**TRECHO DO TEXTO**
"""
A investigação do Gaeco teve início a partir de apuração interna da Secretaria de Administração Penitenciária (Seap). Um relatório produzido pela Subsecretaria de Inteligência e entregue à Promotoria aponta que o agente penitenciário Adinei Alves dos Santos operava a maior parte das cantinas dos presídios do Rio até fevereiro de 2019, data de sua morte. O serviço era prestado por meio da empresa Romulo e Ana Comércio de Alimentos, que tinha entre seus sócios Ana Maria Rodrigues dos Santos, mulher do agente. Como não eram feitas licitações, a cantina era explorada através de seguidos termos de permissão de uso.
Vínculo com agente morto
Na época, a atuação de parentes de agentes penitenciários em cantinas já era alvo do Tribunal de Contas do Estado (TCE-RJ): em 2018, o conselheiro Christiano Lacerda Ghuerren determinou que a Seap apurasse “situações em que servidores possuem parentes figurando como permissionários ou prepostos na exploração comercial de cantinas e, caso comprovado o vínculo, aplique as devidas sanções aos responsáveis, revogando-se, ainda, as respectivas permissões de uso”. No entanto, segundo a inteligência da Seap, mesmo após a morte de Santos, seus parentes seguiram no negócio.
A partir de 2020, grande parcela das cantinas passou a ser controlada pela empresa Winefood Distribuidora de Alimentos e Bebidas — que hoje está no centro da investigação do Gaeco sob suspeita de ter como verdadeiro dono um parente do agente penitenciário morto. A inteligência da Seap descobriu que a única sócia da empresa consta como empregada em outra firma da família.
"""
**LINHAS DE DADOS**
"""
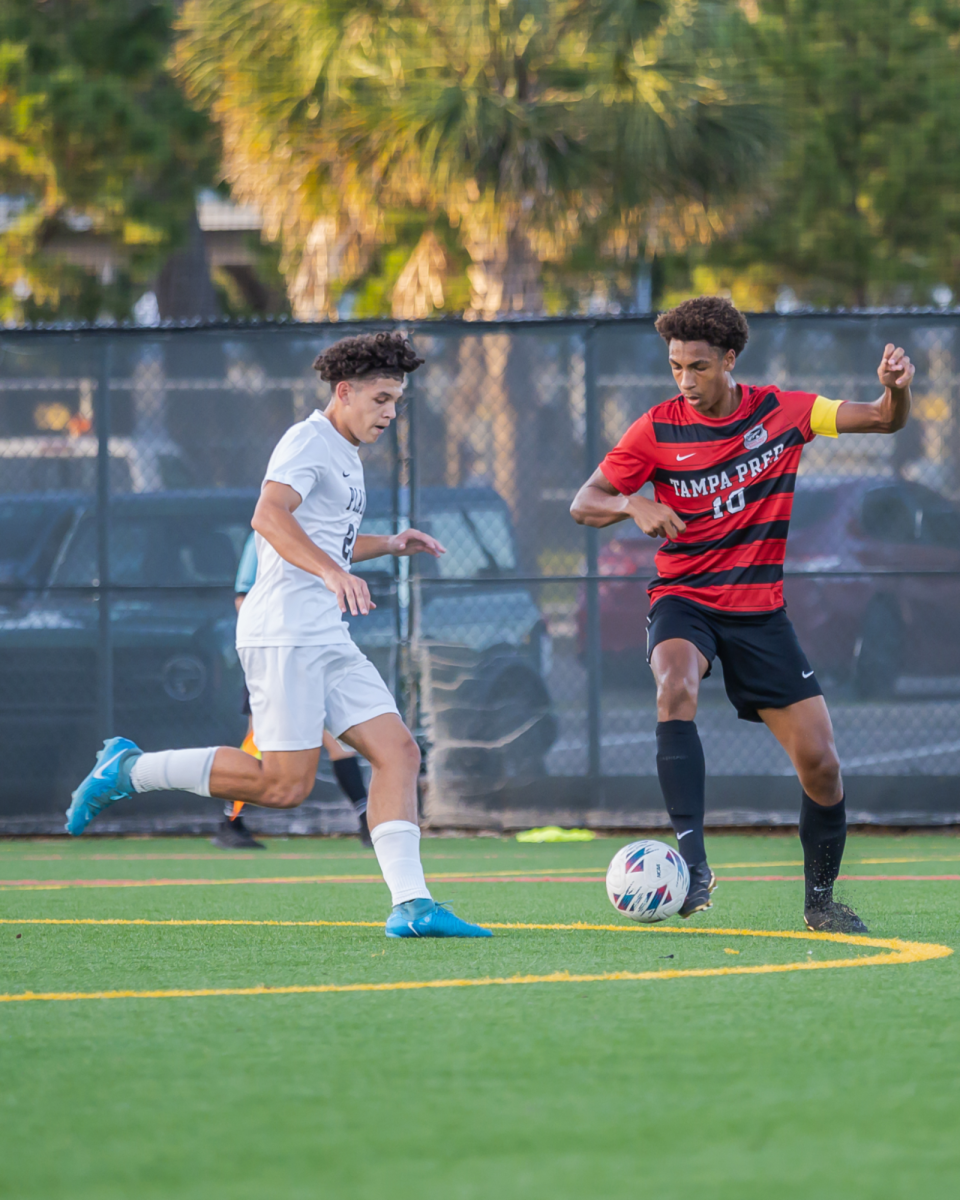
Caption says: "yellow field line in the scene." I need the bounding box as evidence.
"""
"""
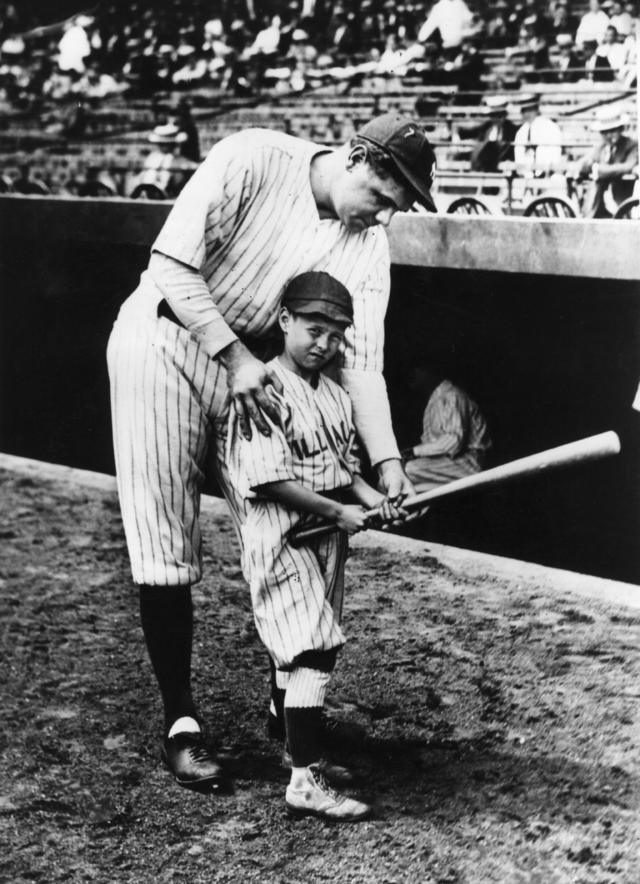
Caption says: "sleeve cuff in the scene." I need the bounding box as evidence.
"""
**TAREFAS A CUMPRIR**
(a) Segundo o trecho sobre as cantinas dos presídios do Rio, que empresa passou a controlar grande parcela delas a partir de 2020?
(b) Retome o trecho sobre a investigação das cantinas dos presídios do Rio a partir do ponto em que ele termina.
Os registros vêm de outra fonte, sem relação com o trecho.

**RESULTADOS**
(a) A Winefood Distribuidora de Alimentos e Bebidas.

(b)
A Winefood não era a única: outras empresas que exploraram o serviço das cantinas ou apresentaram propostas à Seap nos últimos anos também tinham vínculo com parentes do agente morto. É o caso da D’Casa Comércio de Alimentos e Bebidas e da Gamer & Beer Ltda, cujos donos são ou foram sócios da família em outros empreendimentos; e da L&F Comércio, cujo telefone cadastrado na Receita Federal é o mesmo da D’Casa Comércio de Alimentos e Bebidas. O Gaeco investiga se essas e outras firmas formaram um cartel. De acordo com a Promotoria, as empresas envolvidas no esquema causaram prejuízo de mais de R$ 25 milhões aos cofres do estado, valor referente a locações não pagas pelo uso das cantinas. O Procedimento Investigatório Criminal (PIC) também apura crimes de organização criminosa e fraude a licitação.
Uma ação coordenada do grupo para impedir que a Seap licitasse o serviço também é alvo dos promotores. Em 2023, quando a secretaria decidiu abrir um processo licitatório para escolher empresas para operar as cantinas, tanto a Winefood — que à época tinha o controle de 31 das 46 lanchonetes do sistema penitenciário fluminense — quanto a D’Casa Comércio de Alimentos e Bebidas moveram ações questionando a concorrência. Nos dois processos, a Justiça determinou a suspensão do pregão eletrônico. A licitação jamais foi concluída. No relatório, a inteligência da Seap aponta a existência de “conluio de empresas e nacionais na tentativa de imbróglio jurídico para a manutenção do status quo, qual seja, permanente contratação emergencial das empresas que detêm o monopólio de exploração de cantinas na Seap desde o ano de 2015”.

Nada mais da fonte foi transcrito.